## EXERCISE INSTRUCTIONS
What you write should be an exact repeat of the lines from the one with "Target: eyebrow" through the final line below, minus the pictures.

## RECORDS FOR PROCESSING

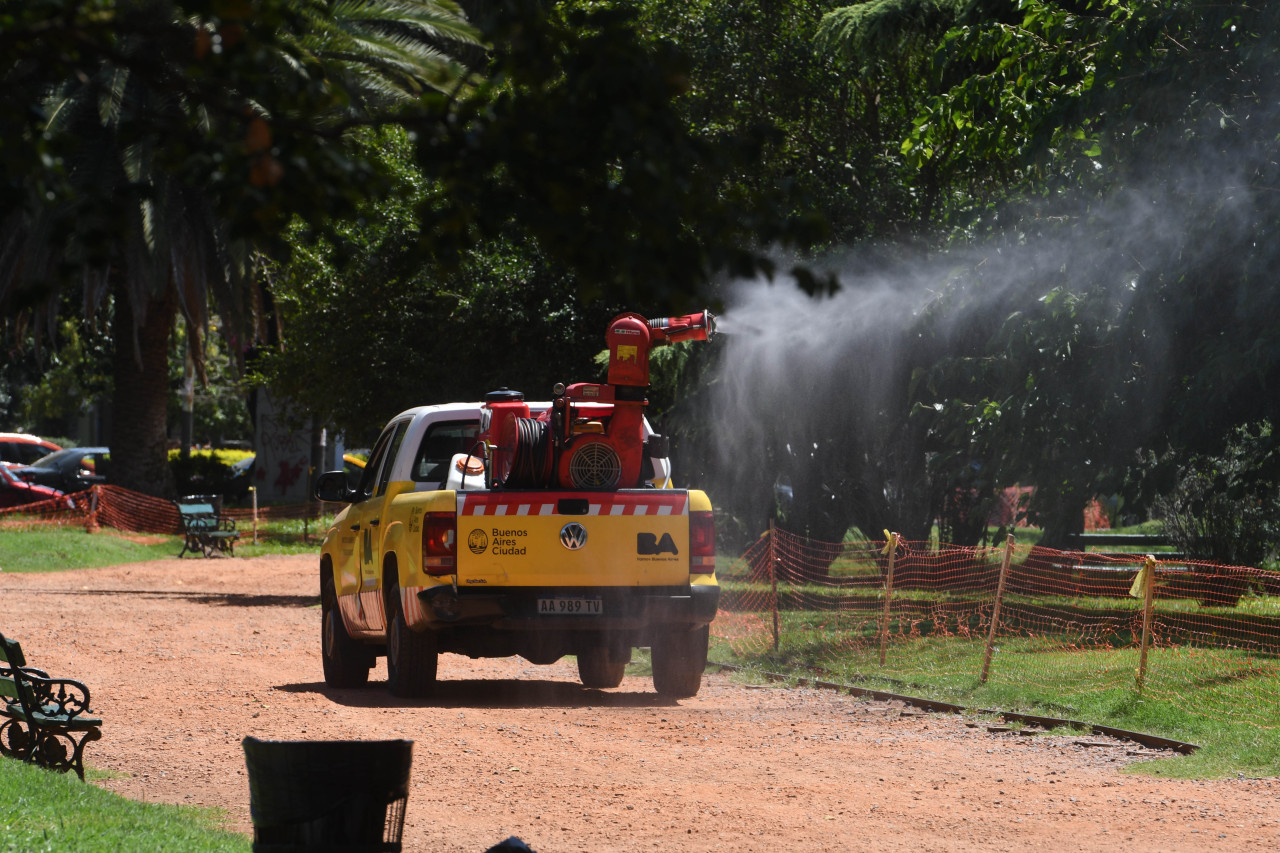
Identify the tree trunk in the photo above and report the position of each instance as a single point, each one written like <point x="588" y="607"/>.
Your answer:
<point x="140" y="454"/>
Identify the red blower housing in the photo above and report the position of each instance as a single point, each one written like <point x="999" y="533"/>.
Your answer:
<point x="593" y="437"/>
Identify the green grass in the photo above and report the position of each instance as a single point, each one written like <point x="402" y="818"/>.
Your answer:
<point x="1220" y="699"/>
<point x="56" y="548"/>
<point x="51" y="548"/>
<point x="46" y="811"/>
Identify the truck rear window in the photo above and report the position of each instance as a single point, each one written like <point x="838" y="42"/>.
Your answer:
<point x="440" y="442"/>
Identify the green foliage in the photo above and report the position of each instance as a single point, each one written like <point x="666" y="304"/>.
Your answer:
<point x="576" y="142"/>
<point x="1226" y="507"/>
<point x="56" y="548"/>
<point x="1093" y="687"/>
<point x="48" y="811"/>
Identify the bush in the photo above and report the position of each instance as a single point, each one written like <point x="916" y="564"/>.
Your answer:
<point x="1226" y="509"/>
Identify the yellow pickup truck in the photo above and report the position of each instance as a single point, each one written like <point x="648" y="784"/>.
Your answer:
<point x="430" y="557"/>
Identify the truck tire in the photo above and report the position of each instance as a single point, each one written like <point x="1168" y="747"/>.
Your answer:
<point x="346" y="662"/>
<point x="679" y="660"/>
<point x="600" y="666"/>
<point x="411" y="656"/>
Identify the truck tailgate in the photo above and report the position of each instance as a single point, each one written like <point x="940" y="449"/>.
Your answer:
<point x="625" y="538"/>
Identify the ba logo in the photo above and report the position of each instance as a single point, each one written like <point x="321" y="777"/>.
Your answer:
<point x="649" y="543"/>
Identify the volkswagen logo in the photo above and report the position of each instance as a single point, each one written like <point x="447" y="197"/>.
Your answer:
<point x="572" y="536"/>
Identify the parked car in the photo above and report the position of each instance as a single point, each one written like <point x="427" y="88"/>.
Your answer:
<point x="16" y="491"/>
<point x="73" y="469"/>
<point x="22" y="448"/>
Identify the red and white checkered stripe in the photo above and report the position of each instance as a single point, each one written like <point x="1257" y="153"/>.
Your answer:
<point x="598" y="503"/>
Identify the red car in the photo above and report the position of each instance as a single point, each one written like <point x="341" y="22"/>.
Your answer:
<point x="16" y="491"/>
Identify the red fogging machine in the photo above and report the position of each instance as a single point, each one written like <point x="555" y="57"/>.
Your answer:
<point x="593" y="437"/>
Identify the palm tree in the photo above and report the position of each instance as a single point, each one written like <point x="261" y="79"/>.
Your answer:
<point x="174" y="174"/>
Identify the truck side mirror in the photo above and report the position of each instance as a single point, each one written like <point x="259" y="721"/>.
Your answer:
<point x="332" y="487"/>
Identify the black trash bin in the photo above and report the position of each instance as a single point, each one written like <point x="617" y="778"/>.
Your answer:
<point x="328" y="796"/>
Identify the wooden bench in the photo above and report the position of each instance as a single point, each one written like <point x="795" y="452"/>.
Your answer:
<point x="42" y="720"/>
<point x="202" y="527"/>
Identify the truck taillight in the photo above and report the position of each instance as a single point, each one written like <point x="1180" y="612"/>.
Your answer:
<point x="702" y="543"/>
<point x="439" y="536"/>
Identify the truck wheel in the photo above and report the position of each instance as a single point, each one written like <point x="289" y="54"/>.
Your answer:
<point x="346" y="662"/>
<point x="679" y="660"/>
<point x="411" y="656"/>
<point x="599" y="666"/>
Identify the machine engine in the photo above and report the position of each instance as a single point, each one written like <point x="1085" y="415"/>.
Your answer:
<point x="594" y="436"/>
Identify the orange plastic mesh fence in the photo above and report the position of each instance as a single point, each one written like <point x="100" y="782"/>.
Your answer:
<point x="1069" y="621"/>
<point x="131" y="511"/>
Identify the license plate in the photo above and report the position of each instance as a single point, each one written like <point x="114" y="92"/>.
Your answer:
<point x="570" y="606"/>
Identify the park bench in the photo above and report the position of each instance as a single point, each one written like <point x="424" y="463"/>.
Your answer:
<point x="42" y="720"/>
<point x="202" y="527"/>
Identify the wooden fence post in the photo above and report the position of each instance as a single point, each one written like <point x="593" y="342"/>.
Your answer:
<point x="891" y="550"/>
<point x="995" y="610"/>
<point x="1148" y="596"/>
<point x="773" y="582"/>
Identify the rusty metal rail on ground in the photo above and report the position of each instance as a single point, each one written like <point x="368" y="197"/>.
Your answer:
<point x="1153" y="742"/>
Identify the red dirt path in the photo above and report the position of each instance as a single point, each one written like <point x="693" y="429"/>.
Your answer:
<point x="186" y="657"/>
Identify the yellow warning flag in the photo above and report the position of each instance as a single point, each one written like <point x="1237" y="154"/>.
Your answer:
<point x="1139" y="583"/>
<point x="890" y="542"/>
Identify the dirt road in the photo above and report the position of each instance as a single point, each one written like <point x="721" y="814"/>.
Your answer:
<point x="186" y="657"/>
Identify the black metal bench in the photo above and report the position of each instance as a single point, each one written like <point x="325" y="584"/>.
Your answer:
<point x="202" y="527"/>
<point x="42" y="720"/>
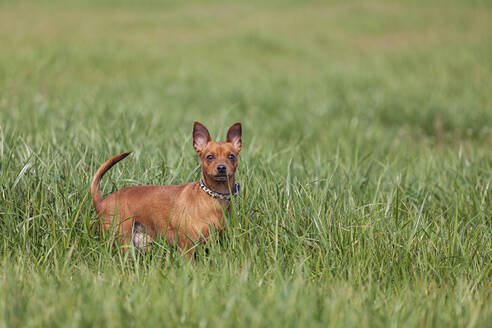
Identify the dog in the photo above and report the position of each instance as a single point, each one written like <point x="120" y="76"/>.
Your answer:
<point x="183" y="214"/>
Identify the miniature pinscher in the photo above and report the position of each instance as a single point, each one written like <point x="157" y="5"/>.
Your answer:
<point x="184" y="214"/>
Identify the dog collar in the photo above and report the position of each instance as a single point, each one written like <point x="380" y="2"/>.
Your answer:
<point x="220" y="195"/>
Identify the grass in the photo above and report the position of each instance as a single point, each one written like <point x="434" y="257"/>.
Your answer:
<point x="366" y="169"/>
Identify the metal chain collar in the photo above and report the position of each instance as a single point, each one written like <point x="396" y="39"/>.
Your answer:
<point x="220" y="195"/>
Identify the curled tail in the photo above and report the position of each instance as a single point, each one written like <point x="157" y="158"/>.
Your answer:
<point x="95" y="190"/>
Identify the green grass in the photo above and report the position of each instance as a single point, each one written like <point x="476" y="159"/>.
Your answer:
<point x="366" y="167"/>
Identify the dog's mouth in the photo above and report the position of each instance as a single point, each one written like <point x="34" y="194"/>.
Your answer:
<point x="221" y="177"/>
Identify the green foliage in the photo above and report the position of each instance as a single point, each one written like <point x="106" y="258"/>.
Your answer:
<point x="366" y="169"/>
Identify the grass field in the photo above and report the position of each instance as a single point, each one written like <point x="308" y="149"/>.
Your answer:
<point x="366" y="169"/>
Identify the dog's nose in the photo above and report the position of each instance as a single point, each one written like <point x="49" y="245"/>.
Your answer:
<point x="221" y="168"/>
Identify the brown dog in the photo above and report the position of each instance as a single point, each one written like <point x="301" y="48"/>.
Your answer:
<point x="183" y="213"/>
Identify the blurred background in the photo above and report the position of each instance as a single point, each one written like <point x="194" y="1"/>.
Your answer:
<point x="419" y="69"/>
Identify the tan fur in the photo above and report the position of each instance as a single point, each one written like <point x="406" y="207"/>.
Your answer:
<point x="184" y="214"/>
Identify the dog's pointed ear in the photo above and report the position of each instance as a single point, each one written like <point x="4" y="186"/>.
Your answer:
<point x="234" y="136"/>
<point x="201" y="137"/>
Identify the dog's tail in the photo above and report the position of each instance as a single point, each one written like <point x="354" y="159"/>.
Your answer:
<point x="95" y="190"/>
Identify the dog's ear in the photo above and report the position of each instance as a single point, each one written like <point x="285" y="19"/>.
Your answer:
<point x="201" y="137"/>
<point x="234" y="136"/>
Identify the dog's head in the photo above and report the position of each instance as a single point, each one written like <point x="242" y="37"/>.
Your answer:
<point x="218" y="159"/>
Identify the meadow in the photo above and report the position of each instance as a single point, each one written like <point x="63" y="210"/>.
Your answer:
<point x="366" y="167"/>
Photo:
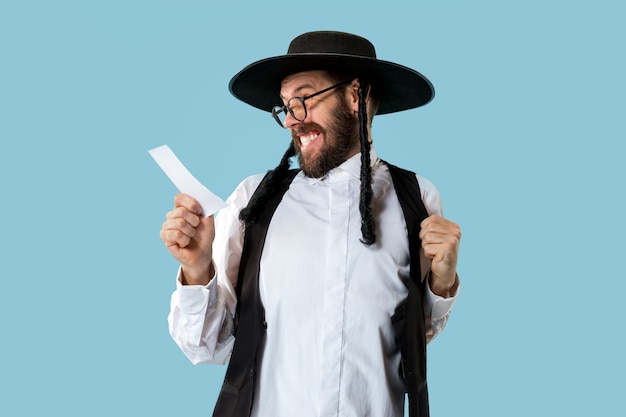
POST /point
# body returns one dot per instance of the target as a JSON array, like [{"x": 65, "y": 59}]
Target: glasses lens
[
  {"x": 297, "y": 109},
  {"x": 279, "y": 113}
]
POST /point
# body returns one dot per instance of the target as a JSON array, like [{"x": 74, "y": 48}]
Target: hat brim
[{"x": 398, "y": 87}]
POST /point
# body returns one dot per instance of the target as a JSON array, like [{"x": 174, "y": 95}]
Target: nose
[{"x": 290, "y": 122}]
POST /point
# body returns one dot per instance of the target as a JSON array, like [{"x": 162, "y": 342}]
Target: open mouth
[{"x": 308, "y": 138}]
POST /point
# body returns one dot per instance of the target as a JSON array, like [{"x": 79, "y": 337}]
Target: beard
[{"x": 341, "y": 138}]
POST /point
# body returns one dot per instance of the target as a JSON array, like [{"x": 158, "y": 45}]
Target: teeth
[{"x": 305, "y": 140}]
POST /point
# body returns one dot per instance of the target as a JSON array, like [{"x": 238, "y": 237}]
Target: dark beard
[{"x": 341, "y": 139}]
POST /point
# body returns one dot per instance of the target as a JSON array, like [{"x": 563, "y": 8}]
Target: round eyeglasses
[{"x": 296, "y": 108}]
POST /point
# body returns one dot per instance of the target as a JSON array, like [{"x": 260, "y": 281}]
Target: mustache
[{"x": 305, "y": 128}]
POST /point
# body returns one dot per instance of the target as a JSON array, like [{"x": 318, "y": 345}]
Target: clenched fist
[{"x": 189, "y": 238}]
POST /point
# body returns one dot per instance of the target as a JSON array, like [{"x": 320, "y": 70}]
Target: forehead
[{"x": 314, "y": 79}]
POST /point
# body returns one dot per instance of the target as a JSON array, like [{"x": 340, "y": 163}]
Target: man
[{"x": 320, "y": 287}]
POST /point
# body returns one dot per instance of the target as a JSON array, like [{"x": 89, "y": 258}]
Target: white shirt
[{"x": 329, "y": 348}]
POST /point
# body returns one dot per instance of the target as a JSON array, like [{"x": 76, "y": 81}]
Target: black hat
[{"x": 397, "y": 87}]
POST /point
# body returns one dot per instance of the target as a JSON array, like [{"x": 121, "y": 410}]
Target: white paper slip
[{"x": 184, "y": 181}]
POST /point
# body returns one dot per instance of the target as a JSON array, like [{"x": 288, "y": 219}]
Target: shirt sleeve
[
  {"x": 202, "y": 318},
  {"x": 437, "y": 309}
]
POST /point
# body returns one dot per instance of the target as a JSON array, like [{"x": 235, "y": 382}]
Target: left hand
[{"x": 440, "y": 241}]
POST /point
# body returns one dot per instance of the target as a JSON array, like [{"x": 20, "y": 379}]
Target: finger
[
  {"x": 183, "y": 213},
  {"x": 174, "y": 237},
  {"x": 184, "y": 200}
]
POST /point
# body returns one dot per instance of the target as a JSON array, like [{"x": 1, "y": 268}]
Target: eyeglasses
[{"x": 296, "y": 108}]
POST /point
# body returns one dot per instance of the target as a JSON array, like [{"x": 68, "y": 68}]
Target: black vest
[{"x": 237, "y": 394}]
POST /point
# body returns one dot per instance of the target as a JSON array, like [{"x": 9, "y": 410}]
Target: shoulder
[
  {"x": 429, "y": 193},
  {"x": 242, "y": 194}
]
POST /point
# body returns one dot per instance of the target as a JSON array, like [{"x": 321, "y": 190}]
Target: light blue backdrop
[{"x": 524, "y": 140}]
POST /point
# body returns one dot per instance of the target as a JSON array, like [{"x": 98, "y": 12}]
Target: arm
[
  {"x": 440, "y": 244},
  {"x": 202, "y": 309}
]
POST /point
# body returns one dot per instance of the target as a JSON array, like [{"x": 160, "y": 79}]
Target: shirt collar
[{"x": 352, "y": 166}]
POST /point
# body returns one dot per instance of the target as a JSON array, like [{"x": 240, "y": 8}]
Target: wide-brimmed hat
[{"x": 397, "y": 87}]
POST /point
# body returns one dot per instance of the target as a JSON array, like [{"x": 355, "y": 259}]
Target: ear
[{"x": 353, "y": 95}]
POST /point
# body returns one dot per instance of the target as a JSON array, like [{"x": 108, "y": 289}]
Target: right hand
[{"x": 189, "y": 236}]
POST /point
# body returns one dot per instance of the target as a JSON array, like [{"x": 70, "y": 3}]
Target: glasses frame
[{"x": 277, "y": 110}]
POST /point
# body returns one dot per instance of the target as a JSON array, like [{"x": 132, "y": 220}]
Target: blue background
[{"x": 524, "y": 141}]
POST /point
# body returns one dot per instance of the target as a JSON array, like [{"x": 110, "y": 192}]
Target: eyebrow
[{"x": 300, "y": 88}]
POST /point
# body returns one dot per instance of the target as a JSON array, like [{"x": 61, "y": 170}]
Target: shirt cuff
[
  {"x": 439, "y": 306},
  {"x": 193, "y": 299}
]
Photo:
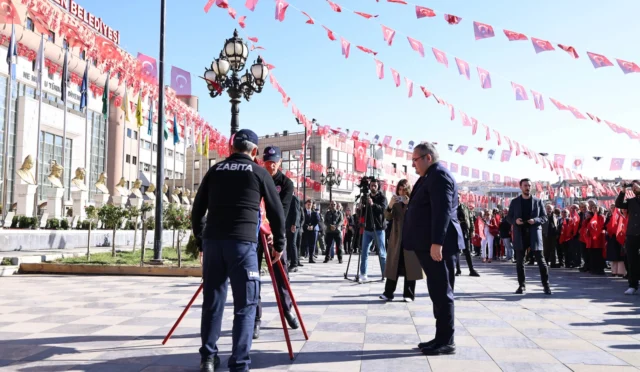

## EXERCISE RESULT
Target: eyebrow
[{"x": 300, "y": 88}]
POST /point
# body returns one dot per instance of the target as a JSON array, like [{"x": 61, "y": 170}]
Target: shirt cuff
[
  {"x": 439, "y": 306},
  {"x": 193, "y": 299}
]
Photo:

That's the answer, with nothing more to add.